**** Estratto fornito

Certi quesiti esistenziali sembrano molto più grandi di noi perchè  vi si possa dare risposta.
L'unica possibilità di riuscire a rispondervi quindi  è che noi, senza saperlo, siamo più grandi di loro.
Non si tratta di essere presuntuosi , se non nel senso di fare un esperimento mentale in cui ci immaginiamo di essere una specie di dio, creatore di mondi, che ha perso memoria delle sue costruzioni, che perciò ora sembrano  vivere di vita propria.
Si può provare a spiegare in diversi modi questa perdita di memoria, ma tutti probabilmente riconducibili  a un principio generale di natura, che ciò che non serve si perde in un economia di sussistenza.
Così, una volta creato il mondo in cui viviamo, non serviva per viverci ricordare la sua origine, e le domande esistenziali che ci facciamo da un pò senza trovare risposta potrebbero essere il sintomo di quanto questo mondo inizi a starci stretto.
Naturalmente noi non siamo veramente Dio, e il mondo che abbiamo creato non è la realtà, ma qualcosa che per essa può essere confusa, almeno finché riusciamo in modo sufficiente ad arginare le sue  contraddizioni ed incoerenze, cioè finché riusciamo a fare finta di non vederle, finché non diventano troppo pressanti, come un pulcino che vuole rompere il guscio di quello che fino a un certo punto è stato il suo mondo, vissuto come se fuori di quello non ve ne potessero essere altri, e perciò coincidente di fatto con la realtà.

********

Serie di compiti:
**a)** Secondo l'estratto, di che cosa potrebbero essere il sintomo le domande esistenziali che ci facciamo senza trovare risposta?
**b)** Per favore, trascrivi senza modifiche il passo dell'estratto compreso tra "L'unica possibilità di" e "a starci stretto.", estremi inclusi.

**** Dati forniti

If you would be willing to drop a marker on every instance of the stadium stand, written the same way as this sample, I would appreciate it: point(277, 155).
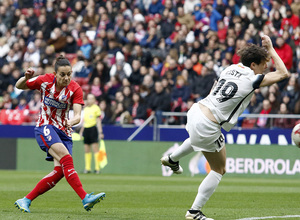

********

Risultati:
**a)** Di quanto questo mondo inizi a starci stretto.

**b)**
L'unica possibilità di riuscire a rispondervi quindi  è che noi, senza saperlo, siamo più grandi di loro.
Non si tratta di essere presuntuosi , se non nel senso di fare un esperimento mentale in cui ci immaginiamo di essere una specie di dio, creatore di mondi, che ha perso memoria delle sue costruzioni, che perciò ora sembrano  vivere di vita propria.
Si può provare a spiegare in diversi modi questa perdita di memoria, ma tutti probabilmente riconducibili  a un principio generale di natura, che ciò che non serve si perde in un economia di sussistenza.
Così, una volta creato il mondo in cui viviamo, non serviva per viverci ricordare la sua origine, e le domande esistenziali che ci facciamo da un pò senza trovare risposta potrebbero essere il sintomo di quanto questo mondo inizi a starci stretto.